SELECTED EXCERPT:
>> begin
The sea lions were incredibly inquisitive, very aggressive and quite territorial. As we landed they were around the wharf and foreshore challenging us with large grunts. Later on in the morning, as we were assembling the yagis with the 15M and 20M monoband yagis on the ground in pieces, two young male sea lions approached aggressively, and chased several team members around the building. The sea lions then reclaimed their territory, which unfortunately was covered by two very large yagis. Chaos reigned with sea lions, guy wires, yagi elements, nuts and bolts, hand tools, coaxial cables and guy ropes all mixed up together. After much laughter and a lot of running by the team members the sea lions departed the antenna assembly area. We stayed a safe distance away as they left and worked the rest of the day looking over our shoulders.

After 14 hours of setup time without a break, both Nagara WARC antennas, the 20M Force 12 and Cushcraft 20M yagis, both Cushcraft 15M 5el yagis and the two Cushcraft 5el 10M yagis were in place The 30M Gladiator vertical, 80M vertical and Battlecreek Special 80M/160M were installed the next morning. All equipment was off loaded from the boat and the generators were ready for operations. The next day starting at 4AM saw us setting up the shack and running antenna tests. We could actually hear amateurs around the world taking about ZL9CI before we went on the air. The whole ZL9CI site was ready to go in 29 hours of setup time. The weather was perfect.
>> end
SUPPLIED MATERIAL:
>> begin
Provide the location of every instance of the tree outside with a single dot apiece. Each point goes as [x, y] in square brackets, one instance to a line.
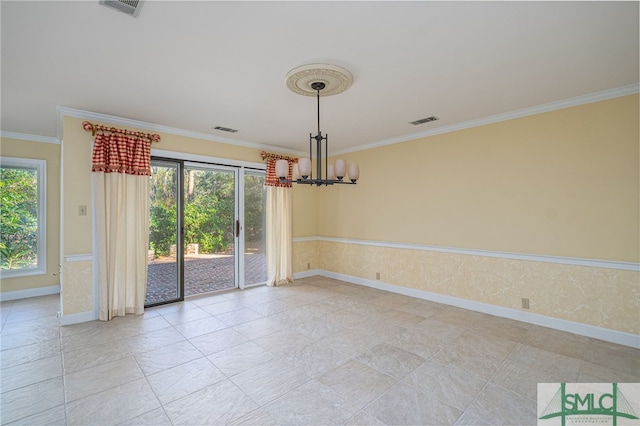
[209, 210]
[18, 218]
>> end
TASKS FOR THIS EXERCISE:
[1] In the ZL9CI setup account, list everything named as mixed up together when chaos reigned.
[2] According to the ZL9CI setup account, why did the sea lions end up in the middle of the antenna parts? Answer in one to three sentences.
[3] Carry on the ZL9CI setup account from where it stops.

ANSWERS PROVIDED:
[1] Sea lions, guy wires, yagi elements, nuts and bolts, hand tools, coaxial cables, and guy ropes.

[2] The sea lions came back to reclaim their territory. That ground was covered by two very large yagis lying in pieces for assembly.

[3]
On the Air
Jan 7 saw frantic, last minute preparations. The shack turned into a battle zone with James, the five star general in command, issuing orders, answering questions and getting the last minute checks completed. The first QSO was completed with Don N1DG, one of our two USA pilots. A team meeting followed for 20 minutes and then James said “Have fun guys” It was all go.

What a blast! The ZL9CI hit the air in style with over11,000 QSOs in the first 24 hours. We opened with six stations operating on most bands to give everyone a good chance of working us. The CW operators were hot and accounted for more than half of the QSOs. We were given a taste of how bad the weather can become in an hour or so when a storm dropped the temperature and hit the antenna system with 70 knot gusts of wind late in the afternoon. The bad weather resulted in dangerous conditions to transfer the team off the island to the Braveheart and we were forced to stay ashore for the night much to the joy of 160M and 80M amateurs around the world. Trey N5KO, Declan EI6FR and Andrew GI0NWG were very popular on low band CW. 160M was brilliant all night with Trey racking up 180 QSOs. Everyone was extremely tired the next morning, The only damage sustained was that one of the 20M Yagis rotated a reflector to the vertical position.. The pileups were astonishing, with a solid wall of signals from EU, NA or JA depending on where the antennas are pointed.

Ken – ZL4HU operating

The high QSO rate produced plenty of tired grins and high fives when the logs were merged the next morning. Each day, the logs were compressed, sent by a PACTOR 2 link, (equipment provided by SCS of Germany ) to ZL2DX in New Zealand who forwarded them on for access on the QSL log server. The team made every effort to make the contacts, calls and logs highly accurate.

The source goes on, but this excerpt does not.